# PROBLEM DESCRIPTION:
Print the material underneath in full, keeping every line exactly as it is.

*** Opening SOURCE DATA ***

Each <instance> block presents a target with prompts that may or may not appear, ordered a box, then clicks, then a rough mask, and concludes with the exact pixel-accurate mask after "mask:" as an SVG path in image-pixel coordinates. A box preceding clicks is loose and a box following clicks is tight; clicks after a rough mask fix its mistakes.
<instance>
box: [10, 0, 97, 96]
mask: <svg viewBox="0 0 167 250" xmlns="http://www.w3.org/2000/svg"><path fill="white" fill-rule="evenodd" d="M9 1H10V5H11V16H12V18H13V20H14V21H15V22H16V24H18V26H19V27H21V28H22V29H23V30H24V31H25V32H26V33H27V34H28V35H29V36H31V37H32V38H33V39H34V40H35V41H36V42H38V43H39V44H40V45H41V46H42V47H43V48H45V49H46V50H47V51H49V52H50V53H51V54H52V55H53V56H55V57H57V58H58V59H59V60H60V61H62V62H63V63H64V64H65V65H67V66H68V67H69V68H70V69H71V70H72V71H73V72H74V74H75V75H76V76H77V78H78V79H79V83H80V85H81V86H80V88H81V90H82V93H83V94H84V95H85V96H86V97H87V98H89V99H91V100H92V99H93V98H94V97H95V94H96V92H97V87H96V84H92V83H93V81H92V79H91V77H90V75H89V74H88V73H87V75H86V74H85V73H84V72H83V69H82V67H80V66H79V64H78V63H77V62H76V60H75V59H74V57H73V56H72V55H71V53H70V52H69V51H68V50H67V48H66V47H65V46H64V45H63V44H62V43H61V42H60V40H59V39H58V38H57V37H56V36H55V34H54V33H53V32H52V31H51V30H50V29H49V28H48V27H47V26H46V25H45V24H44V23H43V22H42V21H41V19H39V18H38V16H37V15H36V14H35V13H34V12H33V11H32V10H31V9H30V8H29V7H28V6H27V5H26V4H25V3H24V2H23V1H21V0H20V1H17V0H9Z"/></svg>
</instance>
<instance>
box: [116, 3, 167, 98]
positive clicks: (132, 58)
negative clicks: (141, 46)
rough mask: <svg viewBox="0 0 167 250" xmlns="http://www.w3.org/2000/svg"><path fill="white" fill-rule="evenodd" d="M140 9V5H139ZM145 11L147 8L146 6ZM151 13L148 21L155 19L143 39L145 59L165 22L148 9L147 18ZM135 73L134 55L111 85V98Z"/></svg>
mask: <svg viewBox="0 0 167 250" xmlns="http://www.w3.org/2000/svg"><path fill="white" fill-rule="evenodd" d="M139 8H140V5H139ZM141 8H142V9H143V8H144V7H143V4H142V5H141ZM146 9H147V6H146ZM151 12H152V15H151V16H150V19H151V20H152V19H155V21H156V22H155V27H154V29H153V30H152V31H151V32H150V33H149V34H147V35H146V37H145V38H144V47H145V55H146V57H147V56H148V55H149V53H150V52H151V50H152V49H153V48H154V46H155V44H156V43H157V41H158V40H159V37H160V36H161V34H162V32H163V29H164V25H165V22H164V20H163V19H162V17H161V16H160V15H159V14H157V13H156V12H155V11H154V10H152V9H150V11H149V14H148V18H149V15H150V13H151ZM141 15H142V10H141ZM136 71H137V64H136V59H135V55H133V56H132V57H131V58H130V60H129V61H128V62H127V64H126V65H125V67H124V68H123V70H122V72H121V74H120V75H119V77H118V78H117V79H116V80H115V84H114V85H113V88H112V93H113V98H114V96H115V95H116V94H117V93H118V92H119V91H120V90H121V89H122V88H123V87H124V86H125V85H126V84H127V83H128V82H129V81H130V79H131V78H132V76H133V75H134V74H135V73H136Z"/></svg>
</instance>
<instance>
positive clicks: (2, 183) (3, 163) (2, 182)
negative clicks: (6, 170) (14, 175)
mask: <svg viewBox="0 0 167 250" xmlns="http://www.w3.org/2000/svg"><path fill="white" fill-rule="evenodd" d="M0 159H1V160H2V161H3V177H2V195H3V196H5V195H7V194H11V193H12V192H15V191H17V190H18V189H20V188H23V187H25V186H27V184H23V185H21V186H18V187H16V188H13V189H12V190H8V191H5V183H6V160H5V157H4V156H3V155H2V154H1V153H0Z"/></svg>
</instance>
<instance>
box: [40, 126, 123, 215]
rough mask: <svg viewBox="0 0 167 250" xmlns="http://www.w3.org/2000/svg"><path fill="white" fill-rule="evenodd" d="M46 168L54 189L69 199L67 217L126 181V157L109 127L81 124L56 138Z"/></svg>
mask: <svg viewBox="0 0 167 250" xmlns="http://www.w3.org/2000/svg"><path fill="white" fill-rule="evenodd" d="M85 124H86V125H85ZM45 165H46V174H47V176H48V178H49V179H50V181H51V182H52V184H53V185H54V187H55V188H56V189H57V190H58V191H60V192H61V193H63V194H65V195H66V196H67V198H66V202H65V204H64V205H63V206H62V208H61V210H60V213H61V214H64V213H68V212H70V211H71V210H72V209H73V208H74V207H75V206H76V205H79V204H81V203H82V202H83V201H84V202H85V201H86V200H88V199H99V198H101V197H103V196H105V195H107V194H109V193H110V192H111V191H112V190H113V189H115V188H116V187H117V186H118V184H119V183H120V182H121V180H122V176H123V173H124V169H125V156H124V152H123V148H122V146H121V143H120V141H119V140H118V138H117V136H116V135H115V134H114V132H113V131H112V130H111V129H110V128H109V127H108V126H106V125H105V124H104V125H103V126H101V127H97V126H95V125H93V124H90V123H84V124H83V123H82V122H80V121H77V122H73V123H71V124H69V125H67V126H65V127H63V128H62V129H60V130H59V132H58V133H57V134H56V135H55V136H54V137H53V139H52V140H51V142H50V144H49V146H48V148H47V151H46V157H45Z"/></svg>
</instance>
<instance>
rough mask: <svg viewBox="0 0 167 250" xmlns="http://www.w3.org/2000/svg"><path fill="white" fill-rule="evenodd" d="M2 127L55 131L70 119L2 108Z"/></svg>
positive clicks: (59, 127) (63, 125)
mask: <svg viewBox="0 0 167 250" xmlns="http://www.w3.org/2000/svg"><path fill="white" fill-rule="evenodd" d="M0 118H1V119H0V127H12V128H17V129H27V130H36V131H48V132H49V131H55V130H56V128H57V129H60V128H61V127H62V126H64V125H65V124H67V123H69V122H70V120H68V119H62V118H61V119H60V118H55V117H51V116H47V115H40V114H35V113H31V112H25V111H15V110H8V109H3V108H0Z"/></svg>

*** Closing SOURCE DATA ***

# TASK OUTPUT:
Each <instance> block presents a target with prompts that may or may not appear, ordered a box, then clicks, then a rough mask, and concludes with the exact pixel-accurate mask after "mask:" as an SVG path in image-pixel coordinates. A box preceding clicks is loose and a box following clicks is tight; clicks after a rough mask fix its mistakes.
<instance>
box: [10, 0, 97, 96]
mask: <svg viewBox="0 0 167 250" xmlns="http://www.w3.org/2000/svg"><path fill="white" fill-rule="evenodd" d="M9 1H10V5H11V16H12V18H13V20H14V21H15V22H16V24H18V26H19V27H21V28H22V29H23V30H24V31H25V32H26V33H27V34H28V35H29V36H31V37H32V38H33V39H34V40H35V41H36V42H38V43H39V44H40V45H41V46H42V47H43V48H45V49H46V50H47V51H49V52H50V53H51V54H52V55H53V56H55V57H57V58H58V59H59V60H60V61H62V62H63V63H64V64H65V65H67V66H68V67H69V68H70V69H71V70H72V71H73V72H74V74H75V75H76V76H77V78H78V79H79V83H80V85H81V86H80V88H81V90H82V93H83V94H84V95H85V96H86V97H87V98H89V99H91V100H92V99H93V98H94V97H95V94H96V92H97V87H96V84H92V83H93V81H92V79H91V77H90V75H89V74H88V73H87V75H86V74H85V73H84V72H83V69H82V67H80V66H79V64H78V63H77V62H76V60H75V59H74V57H73V56H72V55H71V53H70V52H69V51H68V50H67V48H66V47H65V46H64V45H63V44H62V43H61V42H60V40H59V39H58V38H57V37H56V36H55V34H54V33H53V32H52V31H51V30H50V29H49V28H48V27H47V26H46V25H45V24H44V23H43V22H42V21H41V19H39V18H38V16H37V15H36V14H35V13H34V12H33V11H32V10H31V9H30V8H29V7H28V6H27V5H26V4H25V3H24V2H23V1H21V0H20V1H17V0H9Z"/></svg>
</instance>
<instance>
box: [116, 3, 167, 98]
positive clicks: (132, 58)
negative clicks: (141, 46)
rough mask: <svg viewBox="0 0 167 250" xmlns="http://www.w3.org/2000/svg"><path fill="white" fill-rule="evenodd" d="M140 9V5H139ZM145 11L147 8L146 6ZM151 13L148 21L155 19L143 39L145 59L165 22L148 9L147 18ZM135 73L134 55L111 85V98Z"/></svg>
mask: <svg viewBox="0 0 167 250" xmlns="http://www.w3.org/2000/svg"><path fill="white" fill-rule="evenodd" d="M139 8H140V5H139ZM141 8H142V9H143V8H144V7H143V4H142V5H141ZM146 9H147V6H146ZM151 12H152V15H151V16H150V19H151V20H152V19H155V21H156V22H155V27H154V29H153V30H152V31H151V32H150V33H149V34H147V35H146V37H145V38H144V47H145V55H146V57H147V56H148V55H149V53H150V52H151V50H152V49H153V48H154V46H155V44H156V43H157V41H158V40H159V37H160V36H161V34H162V32H163V29H164V25H165V22H164V20H163V19H162V17H161V16H160V15H159V14H157V13H156V12H155V11H154V10H152V9H150V11H149V14H148V18H149V15H150V13H151ZM141 15H142V10H141ZM136 71H137V64H136V59H135V55H133V56H132V57H131V58H130V60H129V61H128V62H127V64H126V65H125V67H124V68H123V70H122V72H121V74H120V75H119V77H118V78H117V79H116V80H115V84H114V85H113V88H112V93H113V98H114V96H115V95H116V94H117V93H118V92H119V91H120V90H121V89H122V88H123V87H124V86H125V85H126V84H127V83H128V82H129V81H130V79H131V78H132V76H133V75H134V74H135V73H136Z"/></svg>
</instance>
<instance>
positive clicks: (2, 183) (3, 163) (2, 182)
negative clicks: (6, 170) (14, 175)
mask: <svg viewBox="0 0 167 250" xmlns="http://www.w3.org/2000/svg"><path fill="white" fill-rule="evenodd" d="M0 159H1V160H2V161H3V177H2V195H3V196H5V195H7V194H11V193H12V192H15V191H17V190H18V189H20V188H23V187H25V186H27V184H23V185H21V186H18V187H16V188H13V189H12V190H8V191H5V183H6V160H5V157H4V156H3V155H2V154H1V153H0Z"/></svg>
</instance>
<instance>
box: [40, 126, 123, 215]
rough mask: <svg viewBox="0 0 167 250" xmlns="http://www.w3.org/2000/svg"><path fill="white" fill-rule="evenodd" d="M46 168L54 189L69 199L67 217L126 181V157L109 127L81 124L56 138Z"/></svg>
mask: <svg viewBox="0 0 167 250" xmlns="http://www.w3.org/2000/svg"><path fill="white" fill-rule="evenodd" d="M85 124H86V125H85ZM45 165H46V174H47V176H48V178H49V179H50V181H51V182H52V184H53V185H54V187H55V188H56V189H57V190H58V191H60V192H61V193H63V194H65V195H66V196H67V198H66V202H65V204H64V205H63V206H62V208H61V210H60V213H61V214H64V213H68V212H70V211H71V210H72V209H73V208H74V207H75V206H76V205H79V204H81V203H82V202H83V201H84V202H85V201H86V200H88V199H99V198H101V197H103V196H105V195H107V194H109V193H110V192H111V191H112V190H113V189H115V188H116V187H117V186H118V184H119V183H120V182H121V180H122V176H123V173H124V169H125V156H124V152H123V148H122V146H121V143H120V141H119V140H118V138H117V136H116V135H115V134H114V132H113V131H112V130H111V129H110V128H109V127H108V126H106V125H105V124H104V125H103V126H101V127H97V126H95V125H93V124H90V123H84V124H83V123H82V122H80V121H77V122H73V123H71V124H69V125H67V126H65V127H63V128H62V129H60V130H59V132H58V133H57V134H56V135H55V136H54V137H53V139H52V140H51V142H50V144H49V146H48V148H47V151H46V157H45Z"/></svg>
</instance>
<instance>
rough mask: <svg viewBox="0 0 167 250" xmlns="http://www.w3.org/2000/svg"><path fill="white" fill-rule="evenodd" d="M2 127L55 131L70 119L2 108Z"/></svg>
positive clicks: (59, 127) (63, 125)
mask: <svg viewBox="0 0 167 250" xmlns="http://www.w3.org/2000/svg"><path fill="white" fill-rule="evenodd" d="M0 118H1V119H0V127H12V128H17V129H27V130H36V131H48V132H49V131H55V130H56V128H57V129H60V128H61V127H62V126H64V125H65V124H67V123H69V122H70V120H68V119H62V118H61V119H60V118H55V117H51V116H47V115H40V114H35V113H31V112H25V111H15V110H8V109H3V108H0Z"/></svg>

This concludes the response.